---- Source text

Chandigarh, November 2
The Punjab police has been contacted by the Delhi police to seek details on various organisations of militants which could be linked to the recent Delhi blasts .

Even though no direct link has been found between the blasts and militant organisations in Punjab, the Punjab police today held a high-level review meeting to collate the inputs gathered by the intelligence agencies.

The idea is to see if any of the militant groups based in Pakistan and Jammu and Kashmir, which are suspected to be behind the Delhi blasts, had a Punjab connection.

Under the scanner are former Punjab militants who, in the past, had carried out similar blasts in public places to create panic. For a long time the security agencies have known that Punjab militants had coordinated with Jammu and Kashmir-based militant activities.

The Punjab police has been asked by the Delhi police to explore the angle of the Babbar Khalsa International’s involvement in the recent blasts. The chief of the BKI, Jagtar Singh Hawara, was arrested by the Delhi police in June after his group engineered two blasts in a cinema house in Delhi.

Sources in the Punjab police said it would be difficult to link the blasts to one particular group as militants were now changing strategies. The BKI had changed its strategy and was now reportedly recruiting young boys who had nothing to do with the ideology of "Khalistan".

Senior police officers were silent over the developments but confirmed that they were coordinating with the Delhi police.

Whenever there is a blast in the neighbouring states, the Punjab police is called in as a matter a routine for coordination.

--------
---- Study material

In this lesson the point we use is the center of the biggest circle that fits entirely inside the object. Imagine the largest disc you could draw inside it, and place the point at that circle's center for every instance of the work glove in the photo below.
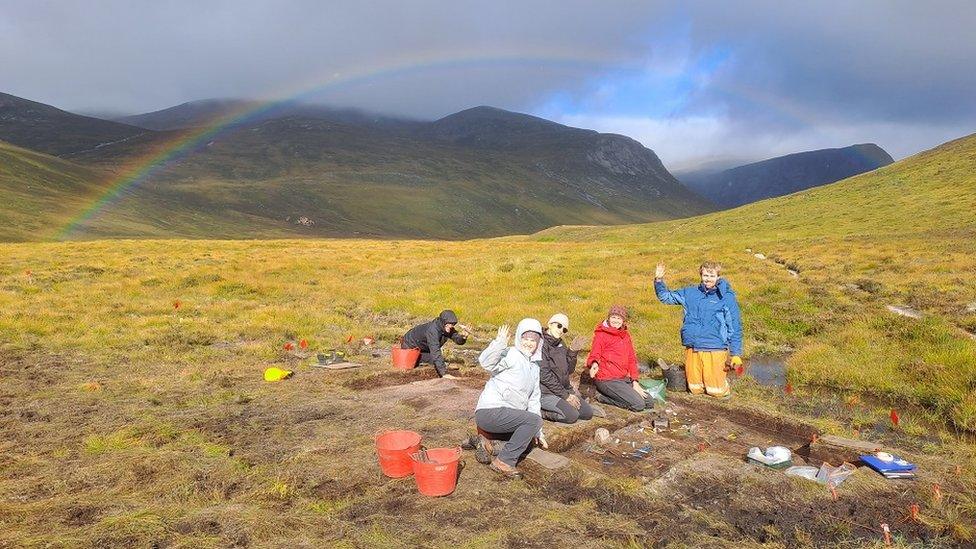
(541, 441)
(578, 343)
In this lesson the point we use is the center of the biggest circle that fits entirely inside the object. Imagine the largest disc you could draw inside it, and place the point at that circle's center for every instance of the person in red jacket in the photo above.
(613, 364)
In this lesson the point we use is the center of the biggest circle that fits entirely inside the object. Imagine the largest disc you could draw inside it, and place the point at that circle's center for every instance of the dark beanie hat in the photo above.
(618, 310)
(447, 316)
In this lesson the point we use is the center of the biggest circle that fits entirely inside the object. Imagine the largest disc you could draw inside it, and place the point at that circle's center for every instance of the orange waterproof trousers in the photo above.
(706, 372)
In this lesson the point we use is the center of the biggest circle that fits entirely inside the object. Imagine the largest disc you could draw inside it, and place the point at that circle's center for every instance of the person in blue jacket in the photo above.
(712, 328)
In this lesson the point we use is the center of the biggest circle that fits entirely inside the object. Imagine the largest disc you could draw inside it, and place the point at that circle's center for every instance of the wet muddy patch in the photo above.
(767, 370)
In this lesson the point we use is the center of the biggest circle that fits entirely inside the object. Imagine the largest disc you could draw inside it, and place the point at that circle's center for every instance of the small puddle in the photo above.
(767, 370)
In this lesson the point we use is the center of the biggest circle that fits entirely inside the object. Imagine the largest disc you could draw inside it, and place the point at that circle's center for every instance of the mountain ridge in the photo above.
(785, 174)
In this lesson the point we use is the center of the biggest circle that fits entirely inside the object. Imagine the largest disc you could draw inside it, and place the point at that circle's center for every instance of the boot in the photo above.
(505, 469)
(484, 451)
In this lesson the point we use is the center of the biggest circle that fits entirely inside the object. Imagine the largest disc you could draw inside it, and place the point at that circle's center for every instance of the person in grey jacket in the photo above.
(429, 337)
(510, 403)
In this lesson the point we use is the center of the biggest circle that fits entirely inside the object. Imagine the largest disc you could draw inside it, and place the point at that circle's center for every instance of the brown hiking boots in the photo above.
(505, 469)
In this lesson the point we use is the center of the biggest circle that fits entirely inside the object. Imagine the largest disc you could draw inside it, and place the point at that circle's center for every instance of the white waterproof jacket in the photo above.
(514, 379)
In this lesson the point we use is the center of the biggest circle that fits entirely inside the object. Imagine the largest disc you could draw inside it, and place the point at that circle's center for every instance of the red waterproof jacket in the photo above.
(613, 350)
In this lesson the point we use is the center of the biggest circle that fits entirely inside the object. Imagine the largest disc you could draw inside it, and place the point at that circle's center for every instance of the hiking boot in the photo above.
(505, 469)
(551, 416)
(484, 451)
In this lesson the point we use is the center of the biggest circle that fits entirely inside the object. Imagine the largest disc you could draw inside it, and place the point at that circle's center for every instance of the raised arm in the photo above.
(733, 320)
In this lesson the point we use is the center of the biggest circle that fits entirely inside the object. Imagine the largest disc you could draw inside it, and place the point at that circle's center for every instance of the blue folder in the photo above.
(880, 466)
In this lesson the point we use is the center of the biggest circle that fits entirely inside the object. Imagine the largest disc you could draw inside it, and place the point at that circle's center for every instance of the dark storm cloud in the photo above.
(141, 55)
(798, 73)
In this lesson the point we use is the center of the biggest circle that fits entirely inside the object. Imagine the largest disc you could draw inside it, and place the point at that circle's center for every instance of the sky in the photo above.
(696, 82)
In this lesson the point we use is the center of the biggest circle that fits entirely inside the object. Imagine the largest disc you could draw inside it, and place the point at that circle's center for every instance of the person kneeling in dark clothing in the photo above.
(560, 401)
(431, 336)
(613, 364)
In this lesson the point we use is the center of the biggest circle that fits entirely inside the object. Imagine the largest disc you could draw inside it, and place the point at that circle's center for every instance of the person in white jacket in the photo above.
(510, 403)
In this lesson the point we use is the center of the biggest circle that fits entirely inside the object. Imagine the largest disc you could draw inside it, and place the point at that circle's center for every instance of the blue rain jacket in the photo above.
(712, 319)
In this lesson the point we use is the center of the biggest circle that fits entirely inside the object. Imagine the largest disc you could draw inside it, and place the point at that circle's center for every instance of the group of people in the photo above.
(531, 379)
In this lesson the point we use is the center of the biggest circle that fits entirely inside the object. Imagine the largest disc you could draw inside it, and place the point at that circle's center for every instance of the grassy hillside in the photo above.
(41, 193)
(50, 130)
(134, 368)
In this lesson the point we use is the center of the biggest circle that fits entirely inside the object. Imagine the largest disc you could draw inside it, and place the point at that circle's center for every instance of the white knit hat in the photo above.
(560, 318)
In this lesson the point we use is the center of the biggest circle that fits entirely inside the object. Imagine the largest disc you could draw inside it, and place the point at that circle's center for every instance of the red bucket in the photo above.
(394, 449)
(405, 359)
(438, 475)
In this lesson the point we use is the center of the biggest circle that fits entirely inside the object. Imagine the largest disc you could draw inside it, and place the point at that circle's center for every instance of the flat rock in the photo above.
(850, 443)
(547, 459)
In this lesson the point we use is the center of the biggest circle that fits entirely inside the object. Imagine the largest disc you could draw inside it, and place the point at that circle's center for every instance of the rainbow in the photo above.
(141, 168)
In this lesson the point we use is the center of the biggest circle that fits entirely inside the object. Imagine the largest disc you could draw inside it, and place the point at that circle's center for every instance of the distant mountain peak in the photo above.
(785, 174)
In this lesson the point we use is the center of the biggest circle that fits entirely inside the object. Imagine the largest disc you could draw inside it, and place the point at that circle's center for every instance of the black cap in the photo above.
(447, 316)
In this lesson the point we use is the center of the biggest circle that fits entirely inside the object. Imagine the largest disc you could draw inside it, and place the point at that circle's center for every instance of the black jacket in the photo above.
(558, 363)
(430, 336)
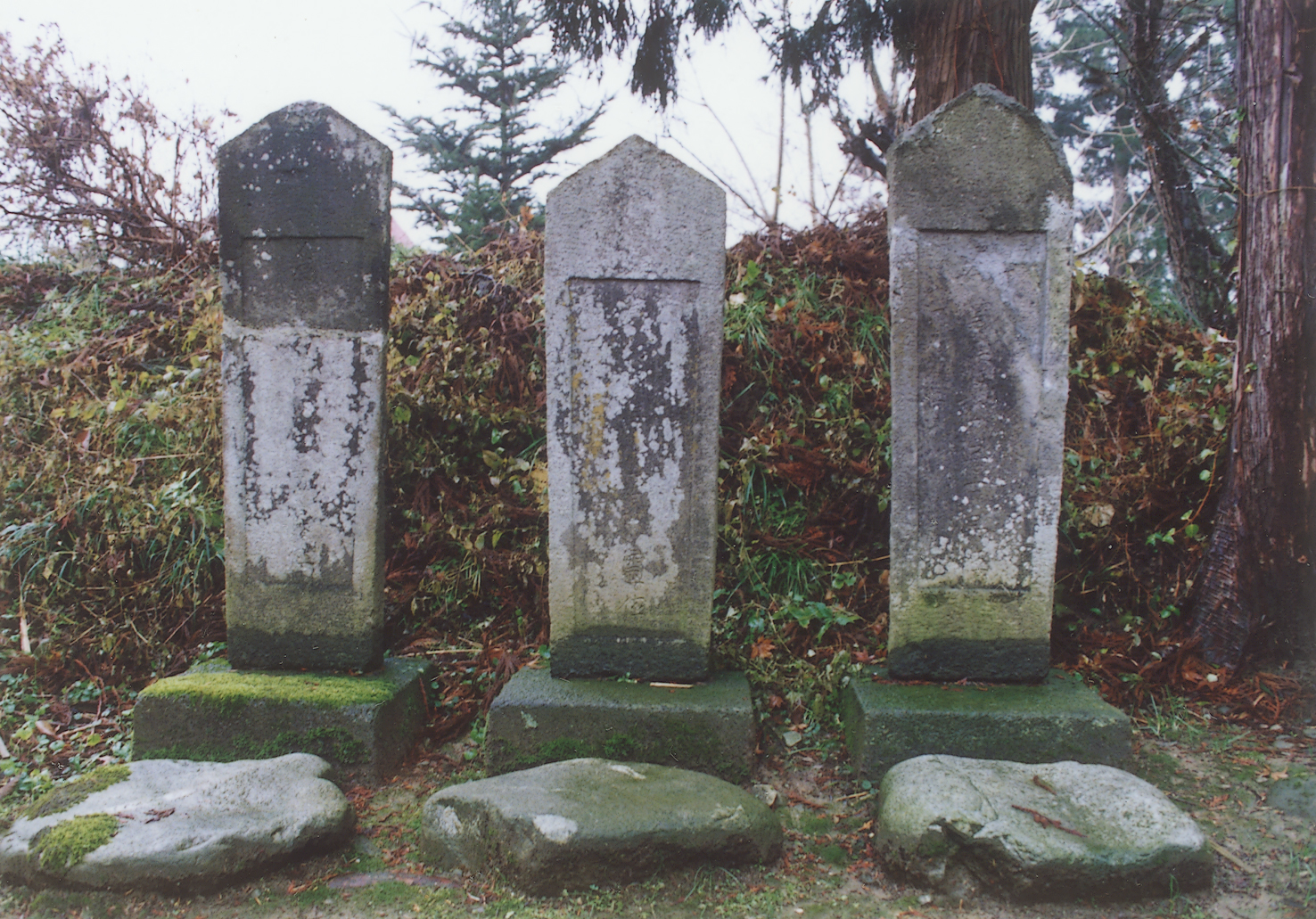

--------

| Activities |
1: In the report on the Delhi blasts, when was the chief of the Babbar Khalsa International arrested, and by which police force?
2: List every place named in the report on the Delhi blasts, leaving out "Khalistan," which the report gives only as the name of an ideology.

| Task-by-task solutions |
1: He was arrested in June by the Delhi police.

2: Chandigarh, Punjab, Delhi, Pakistan, Jammu and Kashmir